**Liste des tâches**.
(1) Reproduisez à l'identique le passage de l'entretien sur le Cned qui va de « Actuellement, quelles sont » jusqu'à « de Lyon (Lycées). » inclus.
(2) Repérez dans les entrées toutes les lignes où figure le mot « pole », puis recopiez-les.

━━━━━ Extrait du texte

Lorsque vous étiez enseignante, quelle était votre activité pédagogique ?
« J’animais des clubs nature, je m’occupais du laboratoire de sciences naturelles au lycée, je menais des débats en lien avec l’Education civique juridique et sociale (ECJS), j’étais adulte relais pour les questions de drogue, et j’ai mené un projet en 1989 sur les savants et la Révolution Française. J’ai souvent été conseillère pédagogique, et je menais des recherches avec l’inspection en évaluation et sur la didactique en SVT. J’avais des classes avec des élèves en difficulté, j’ai eu des 5e de transition, des classes de Terminale avec doublants et triplants. J’ai aussi été jury de concours (Capes et agrégation internes), vice-présidente du Capes spécifique, et j’ai présidé tous les concours des agents de laboratoire.»
Actuellement, quelles sont vos fonctions au Cned ?
« Je suis directrice adjointe à la formation en charge des questions scolaires (DAESCO). J’assure :
– le pilotage et la coordination des instituts scolaires du Cned de Toulouse (Primaire), de Rouen (Collège), de Rennes, de Grenoble et de Lyon (Lycées).
– une mission de veille et pilotage pour accompagner les équipes dans la rénovation pédagogique et la mise en conformité aux programmes et aux instructions officielles de toutes les disciplines,
– une veille externe, en entretenant des relations étroites avec la Direction Générale des Enseignements Scolaires (DGESCO) ministérielle, l’Inspection Générale (IGEN) et les autres services (SD-TICE par exemple pour la mise en place du B2i).
– l’accompagnement des enseignants du Cned : auteurs, correcteurs, tuteurs.
• Pour les auteurs, mon objectif est d’accompagner leur travail par des groupes d’experts (IEN, IPR, IGEN) pour valider leurs productions. J’aide à trouver des ressources et de m’occupe des droits d’auteur en supervisant la création de sites (en langues, en histoire des arts, en développement durable).

━━━━━━━━━━
━━━━━ Informations fournies

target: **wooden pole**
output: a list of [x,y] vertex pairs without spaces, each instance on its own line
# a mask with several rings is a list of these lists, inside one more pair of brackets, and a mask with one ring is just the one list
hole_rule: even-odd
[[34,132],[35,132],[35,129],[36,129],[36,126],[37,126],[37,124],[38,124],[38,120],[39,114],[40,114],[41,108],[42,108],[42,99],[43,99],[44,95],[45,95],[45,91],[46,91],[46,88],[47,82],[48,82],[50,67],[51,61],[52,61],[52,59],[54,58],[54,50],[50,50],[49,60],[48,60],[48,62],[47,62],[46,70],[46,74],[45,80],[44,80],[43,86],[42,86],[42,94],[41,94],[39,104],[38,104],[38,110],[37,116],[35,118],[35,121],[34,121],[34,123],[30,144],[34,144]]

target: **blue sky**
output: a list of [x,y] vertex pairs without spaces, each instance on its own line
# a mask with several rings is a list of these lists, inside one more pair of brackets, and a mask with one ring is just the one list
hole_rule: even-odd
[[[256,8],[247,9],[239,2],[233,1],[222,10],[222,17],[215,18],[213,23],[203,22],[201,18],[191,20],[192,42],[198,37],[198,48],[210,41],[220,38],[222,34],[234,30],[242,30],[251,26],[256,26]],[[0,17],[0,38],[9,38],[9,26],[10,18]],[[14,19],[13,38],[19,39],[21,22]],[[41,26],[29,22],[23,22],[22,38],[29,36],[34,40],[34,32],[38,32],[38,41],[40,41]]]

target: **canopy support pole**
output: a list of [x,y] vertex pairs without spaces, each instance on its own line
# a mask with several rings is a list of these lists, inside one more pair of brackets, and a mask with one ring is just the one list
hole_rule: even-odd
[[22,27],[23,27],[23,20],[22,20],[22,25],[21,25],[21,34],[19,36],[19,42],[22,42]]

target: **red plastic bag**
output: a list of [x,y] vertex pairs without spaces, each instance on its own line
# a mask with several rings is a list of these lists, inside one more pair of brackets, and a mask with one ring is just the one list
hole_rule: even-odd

━━━━━━━━━━

**Résultats des tâches**.
(1)
Actuellement, quelles sont vos fonctions au Cned ?
« Je suis directrice adjointe à la formation en charge des questions scolaires (DAESCO). J’assure :
– le pilotage et la coordination des instituts scolaires du Cned de Toulouse (Primaire), de Rouen (Collège), de Rennes, de Grenoble et de Lyon (Lycées).

(2)
target: **wooden pole**
target: **canopy support pole**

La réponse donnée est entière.